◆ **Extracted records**
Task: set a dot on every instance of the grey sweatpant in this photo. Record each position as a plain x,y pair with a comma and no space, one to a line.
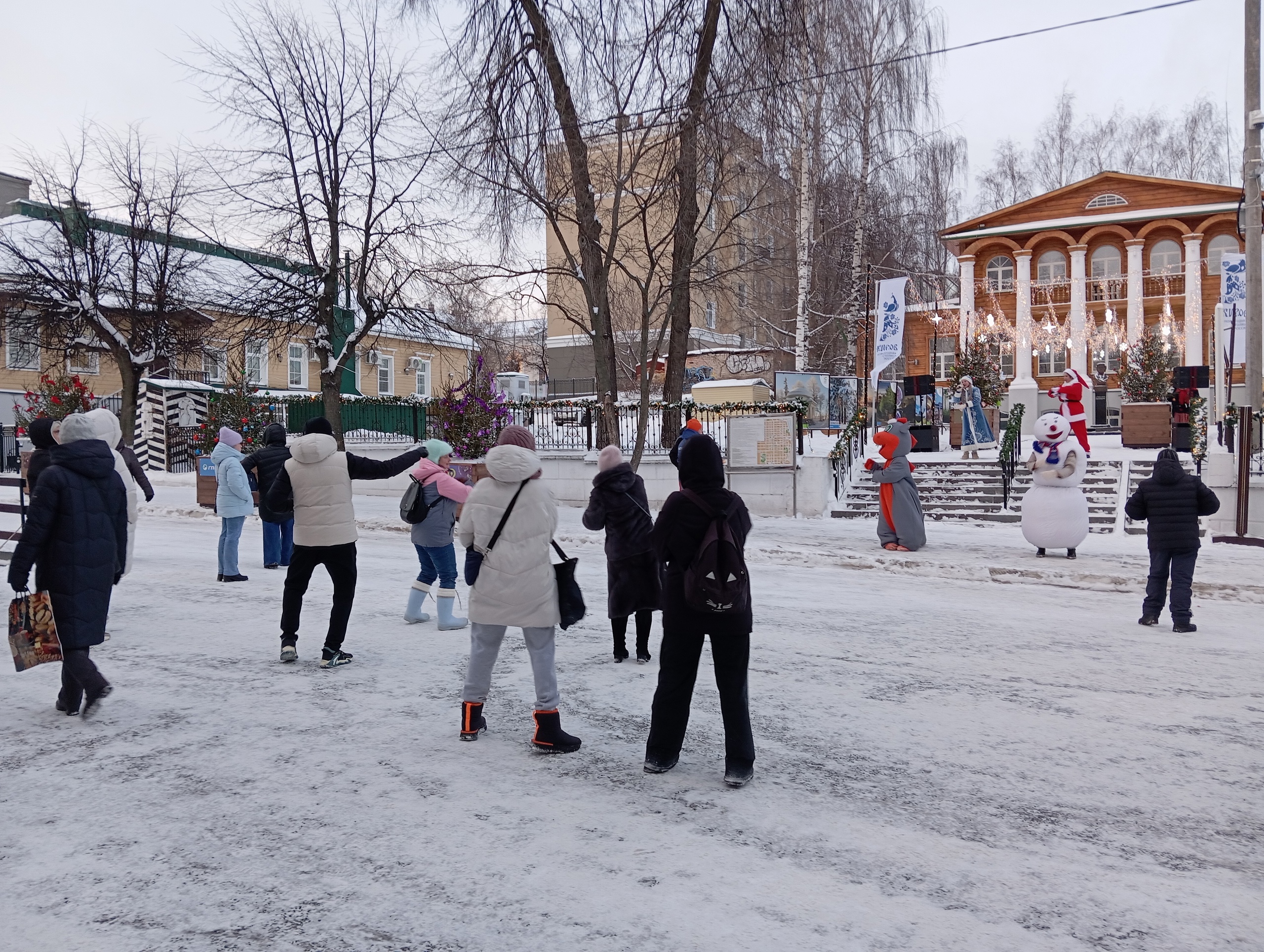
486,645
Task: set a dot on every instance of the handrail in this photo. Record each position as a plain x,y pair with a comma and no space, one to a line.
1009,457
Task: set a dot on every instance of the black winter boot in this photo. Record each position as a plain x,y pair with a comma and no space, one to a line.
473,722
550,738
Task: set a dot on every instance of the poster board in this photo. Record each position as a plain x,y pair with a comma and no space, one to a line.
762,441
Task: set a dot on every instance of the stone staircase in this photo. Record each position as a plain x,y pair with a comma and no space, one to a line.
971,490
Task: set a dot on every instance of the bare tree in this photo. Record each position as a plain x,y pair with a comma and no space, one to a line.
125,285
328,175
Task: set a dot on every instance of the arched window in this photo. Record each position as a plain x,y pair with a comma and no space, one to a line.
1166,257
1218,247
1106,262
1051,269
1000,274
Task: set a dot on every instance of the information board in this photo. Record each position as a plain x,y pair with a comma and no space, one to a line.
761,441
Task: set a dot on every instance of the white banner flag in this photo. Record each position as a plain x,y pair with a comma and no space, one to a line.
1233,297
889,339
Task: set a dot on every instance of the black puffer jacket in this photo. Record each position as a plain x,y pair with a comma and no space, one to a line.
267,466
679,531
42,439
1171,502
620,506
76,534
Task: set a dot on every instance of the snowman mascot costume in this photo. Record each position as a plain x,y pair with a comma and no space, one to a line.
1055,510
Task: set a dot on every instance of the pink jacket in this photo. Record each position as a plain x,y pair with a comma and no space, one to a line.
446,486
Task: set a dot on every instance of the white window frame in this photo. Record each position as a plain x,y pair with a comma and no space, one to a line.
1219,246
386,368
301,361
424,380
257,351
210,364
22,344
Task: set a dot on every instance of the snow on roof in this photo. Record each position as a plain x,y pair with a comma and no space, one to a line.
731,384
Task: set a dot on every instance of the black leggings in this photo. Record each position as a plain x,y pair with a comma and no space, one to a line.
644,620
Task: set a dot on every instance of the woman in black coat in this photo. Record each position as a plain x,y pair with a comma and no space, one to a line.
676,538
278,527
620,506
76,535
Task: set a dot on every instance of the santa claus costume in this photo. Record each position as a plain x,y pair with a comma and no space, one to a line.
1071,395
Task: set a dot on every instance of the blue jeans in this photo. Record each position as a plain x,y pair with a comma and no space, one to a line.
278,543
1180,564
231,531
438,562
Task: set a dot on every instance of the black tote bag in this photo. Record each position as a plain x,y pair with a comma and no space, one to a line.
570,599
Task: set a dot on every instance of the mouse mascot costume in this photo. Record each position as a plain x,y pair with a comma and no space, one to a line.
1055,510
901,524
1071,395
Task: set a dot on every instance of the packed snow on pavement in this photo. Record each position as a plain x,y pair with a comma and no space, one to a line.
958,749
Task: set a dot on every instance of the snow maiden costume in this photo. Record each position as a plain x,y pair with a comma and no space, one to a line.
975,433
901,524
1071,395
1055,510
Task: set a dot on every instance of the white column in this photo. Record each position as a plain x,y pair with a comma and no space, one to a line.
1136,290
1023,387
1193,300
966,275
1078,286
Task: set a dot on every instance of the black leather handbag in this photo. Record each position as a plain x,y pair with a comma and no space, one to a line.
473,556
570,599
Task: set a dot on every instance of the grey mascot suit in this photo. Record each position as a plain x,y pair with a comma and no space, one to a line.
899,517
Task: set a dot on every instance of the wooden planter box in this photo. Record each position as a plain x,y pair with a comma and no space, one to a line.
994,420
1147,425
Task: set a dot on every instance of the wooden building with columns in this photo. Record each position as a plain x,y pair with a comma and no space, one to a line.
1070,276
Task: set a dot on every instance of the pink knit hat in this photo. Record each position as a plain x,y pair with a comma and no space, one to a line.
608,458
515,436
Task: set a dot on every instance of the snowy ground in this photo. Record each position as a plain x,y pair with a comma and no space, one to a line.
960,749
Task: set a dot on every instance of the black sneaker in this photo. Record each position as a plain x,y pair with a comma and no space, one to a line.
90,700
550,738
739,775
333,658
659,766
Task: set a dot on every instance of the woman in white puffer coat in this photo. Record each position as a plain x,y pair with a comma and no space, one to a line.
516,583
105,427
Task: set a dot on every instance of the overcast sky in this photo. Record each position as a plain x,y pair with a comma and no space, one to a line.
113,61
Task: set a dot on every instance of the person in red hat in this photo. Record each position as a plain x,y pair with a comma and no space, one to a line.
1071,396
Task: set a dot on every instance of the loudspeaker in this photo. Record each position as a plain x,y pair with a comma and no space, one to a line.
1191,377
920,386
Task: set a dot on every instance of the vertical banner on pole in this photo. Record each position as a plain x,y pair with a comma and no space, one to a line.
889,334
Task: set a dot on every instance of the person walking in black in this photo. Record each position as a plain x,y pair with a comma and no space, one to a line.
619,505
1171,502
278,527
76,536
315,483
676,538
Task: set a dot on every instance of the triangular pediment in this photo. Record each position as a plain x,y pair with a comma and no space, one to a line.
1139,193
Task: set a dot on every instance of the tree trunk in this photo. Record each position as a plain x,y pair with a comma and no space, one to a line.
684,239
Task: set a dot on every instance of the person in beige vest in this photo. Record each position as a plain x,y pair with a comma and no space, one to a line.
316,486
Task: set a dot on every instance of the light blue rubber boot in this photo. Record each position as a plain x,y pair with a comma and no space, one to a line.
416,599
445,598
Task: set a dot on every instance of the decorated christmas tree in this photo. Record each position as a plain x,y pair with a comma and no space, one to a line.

* * *

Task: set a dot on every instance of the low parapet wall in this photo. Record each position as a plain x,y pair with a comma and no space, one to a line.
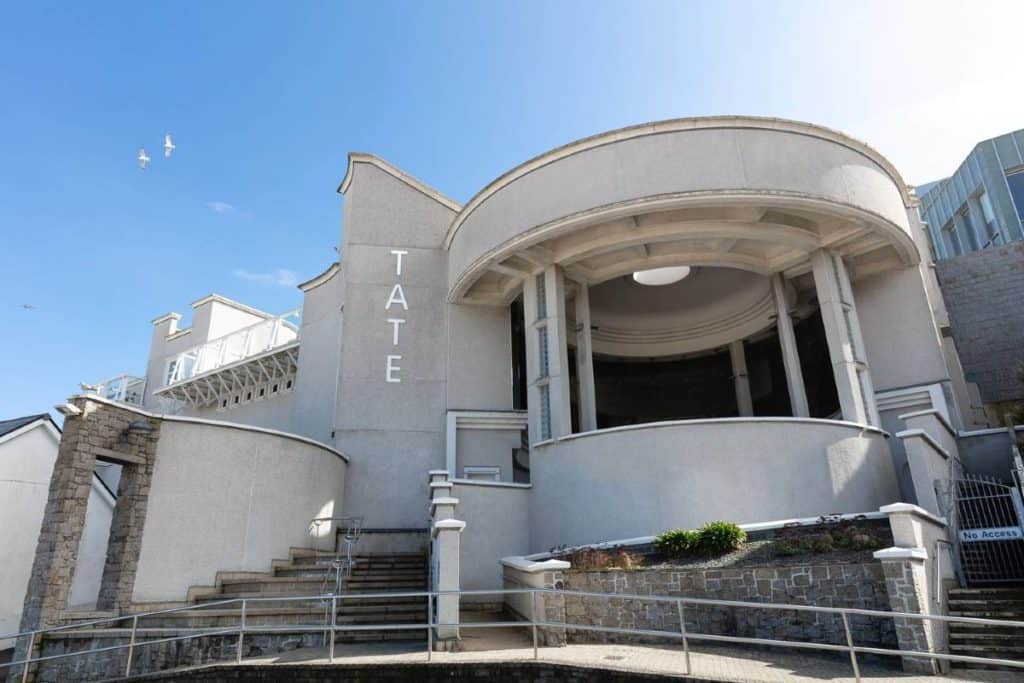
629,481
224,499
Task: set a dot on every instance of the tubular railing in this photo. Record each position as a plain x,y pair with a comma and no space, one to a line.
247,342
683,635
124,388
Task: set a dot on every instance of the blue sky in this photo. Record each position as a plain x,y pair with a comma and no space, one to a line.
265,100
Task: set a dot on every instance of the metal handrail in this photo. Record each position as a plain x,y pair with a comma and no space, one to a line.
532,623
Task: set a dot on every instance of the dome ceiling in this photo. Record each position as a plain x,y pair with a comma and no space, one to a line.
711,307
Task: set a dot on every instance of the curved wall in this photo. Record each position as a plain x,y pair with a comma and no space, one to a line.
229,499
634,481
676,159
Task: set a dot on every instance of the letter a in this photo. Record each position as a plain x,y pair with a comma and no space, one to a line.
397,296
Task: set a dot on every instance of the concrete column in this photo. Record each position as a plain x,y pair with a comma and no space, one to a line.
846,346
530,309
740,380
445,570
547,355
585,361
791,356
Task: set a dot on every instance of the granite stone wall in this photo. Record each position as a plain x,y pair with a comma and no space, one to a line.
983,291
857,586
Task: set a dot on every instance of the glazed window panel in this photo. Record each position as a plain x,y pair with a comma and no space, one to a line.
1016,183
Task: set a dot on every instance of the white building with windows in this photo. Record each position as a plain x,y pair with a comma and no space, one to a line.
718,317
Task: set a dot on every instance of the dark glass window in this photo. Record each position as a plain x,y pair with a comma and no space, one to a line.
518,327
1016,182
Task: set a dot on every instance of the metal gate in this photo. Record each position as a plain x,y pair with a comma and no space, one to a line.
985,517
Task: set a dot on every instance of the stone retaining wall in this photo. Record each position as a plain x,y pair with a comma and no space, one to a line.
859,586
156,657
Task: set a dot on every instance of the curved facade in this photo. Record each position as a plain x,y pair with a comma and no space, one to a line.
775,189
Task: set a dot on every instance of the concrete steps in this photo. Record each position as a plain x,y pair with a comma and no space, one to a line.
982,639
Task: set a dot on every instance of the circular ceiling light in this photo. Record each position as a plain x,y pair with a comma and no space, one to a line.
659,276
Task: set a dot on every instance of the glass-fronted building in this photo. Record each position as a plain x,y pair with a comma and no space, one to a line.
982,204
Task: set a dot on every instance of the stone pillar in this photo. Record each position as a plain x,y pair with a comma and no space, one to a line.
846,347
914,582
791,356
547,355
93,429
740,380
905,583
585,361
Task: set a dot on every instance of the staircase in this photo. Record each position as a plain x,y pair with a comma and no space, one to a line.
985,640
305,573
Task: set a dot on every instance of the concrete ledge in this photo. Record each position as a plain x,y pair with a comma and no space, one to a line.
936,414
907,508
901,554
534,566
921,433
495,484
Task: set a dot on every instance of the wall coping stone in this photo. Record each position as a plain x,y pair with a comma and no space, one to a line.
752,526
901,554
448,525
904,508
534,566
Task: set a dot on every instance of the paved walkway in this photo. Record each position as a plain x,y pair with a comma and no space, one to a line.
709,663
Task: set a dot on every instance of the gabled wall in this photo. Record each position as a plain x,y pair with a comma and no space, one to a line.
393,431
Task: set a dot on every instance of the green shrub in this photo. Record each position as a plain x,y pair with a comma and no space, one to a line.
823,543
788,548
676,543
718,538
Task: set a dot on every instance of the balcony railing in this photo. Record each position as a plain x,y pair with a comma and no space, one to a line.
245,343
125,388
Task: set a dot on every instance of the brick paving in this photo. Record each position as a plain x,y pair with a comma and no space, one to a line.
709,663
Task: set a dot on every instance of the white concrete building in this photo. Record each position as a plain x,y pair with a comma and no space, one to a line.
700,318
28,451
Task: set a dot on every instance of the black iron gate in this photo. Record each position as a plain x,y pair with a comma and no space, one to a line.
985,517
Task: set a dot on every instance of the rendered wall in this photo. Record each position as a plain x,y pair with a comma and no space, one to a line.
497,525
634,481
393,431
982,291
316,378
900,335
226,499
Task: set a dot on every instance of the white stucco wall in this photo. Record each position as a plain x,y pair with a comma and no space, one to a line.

--

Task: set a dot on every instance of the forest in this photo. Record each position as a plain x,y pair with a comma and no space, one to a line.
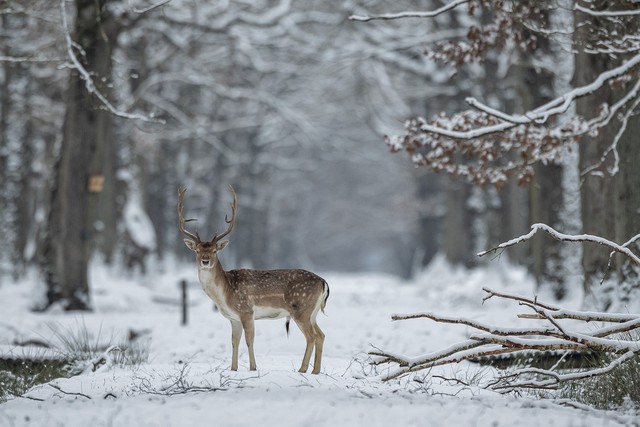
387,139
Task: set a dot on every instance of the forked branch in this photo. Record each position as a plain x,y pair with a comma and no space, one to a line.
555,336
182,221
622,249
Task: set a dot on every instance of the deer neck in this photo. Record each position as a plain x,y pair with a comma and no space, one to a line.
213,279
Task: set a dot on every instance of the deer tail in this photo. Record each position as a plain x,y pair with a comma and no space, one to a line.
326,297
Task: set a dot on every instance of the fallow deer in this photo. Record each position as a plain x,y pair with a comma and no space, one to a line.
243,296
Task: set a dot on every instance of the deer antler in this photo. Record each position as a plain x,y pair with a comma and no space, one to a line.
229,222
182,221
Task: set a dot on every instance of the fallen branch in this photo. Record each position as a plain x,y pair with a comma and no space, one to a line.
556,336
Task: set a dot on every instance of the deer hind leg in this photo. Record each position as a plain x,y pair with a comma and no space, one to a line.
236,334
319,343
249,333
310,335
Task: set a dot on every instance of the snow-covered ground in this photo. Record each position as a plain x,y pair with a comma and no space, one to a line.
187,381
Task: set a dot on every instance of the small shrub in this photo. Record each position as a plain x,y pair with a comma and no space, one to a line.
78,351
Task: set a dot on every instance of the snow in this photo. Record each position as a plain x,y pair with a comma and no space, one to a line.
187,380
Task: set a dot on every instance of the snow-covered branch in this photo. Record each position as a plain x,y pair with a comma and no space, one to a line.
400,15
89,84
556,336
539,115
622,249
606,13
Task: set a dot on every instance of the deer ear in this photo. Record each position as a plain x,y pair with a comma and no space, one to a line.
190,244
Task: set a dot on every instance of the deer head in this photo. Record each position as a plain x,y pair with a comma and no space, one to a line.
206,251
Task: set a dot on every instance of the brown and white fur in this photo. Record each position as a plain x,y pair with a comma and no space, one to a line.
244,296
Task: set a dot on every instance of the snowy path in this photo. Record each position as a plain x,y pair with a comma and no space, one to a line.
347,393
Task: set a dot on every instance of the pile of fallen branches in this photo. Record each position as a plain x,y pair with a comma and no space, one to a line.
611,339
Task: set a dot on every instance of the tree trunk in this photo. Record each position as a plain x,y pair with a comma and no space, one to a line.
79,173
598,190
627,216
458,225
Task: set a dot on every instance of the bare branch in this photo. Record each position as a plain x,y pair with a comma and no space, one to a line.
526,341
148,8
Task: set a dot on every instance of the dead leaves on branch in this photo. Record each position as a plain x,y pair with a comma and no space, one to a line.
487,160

◆ **PROBLEM TO WORK ON**
Reproduce exactly the section above that begins at the line containing "Task: set a dot on every instance of the loudspeaker" and ends at the line containing "Task: set a dot on every instance of the decorated", leaving out all other lines.

◆ **WRITTEN REPLY**
Task: set a dot on every instance of the loudspeaker in this photo. Record each position as a plain x,y pair with a comma and no space, one to a line.
1191,377
920,386
Task: set a dot on every instance of the vertical banner on pole in this photo. Record each position as a plain x,y pair with a comma and no space, one to a line.
889,334
Task: set a dot on every instance of the person walking in black in this photo. Record each position as a plain x,y pair with a comma and no space, one to a line.
619,505
1171,502
278,527
76,536
315,483
676,538
Task: set a dot on every instance of the triangular pediment in this photo. Record each position as a plain x,y pair with a comma and no space, one to a line.
1139,193
Task: set a dot on every instance of the tree trunk in this photo. Record each position as a plain x,y pair with a comma and no space, one to a line.
684,239
Task: set a dot on every instance of the person in beige vest in this photo. Record each position as a plain x,y pair with a comma and no space, one to a line.
316,486
Task: set a dot on every instance of the light blue rubber boot in this photo. Record each position as a plain x,y pair with a comma and no space, one to a line.
416,599
445,598
Task: set a dot on every instance of the decorated christmas tree in this photo. Record each position as a plain x,y pair with a comma and no space, one to a line.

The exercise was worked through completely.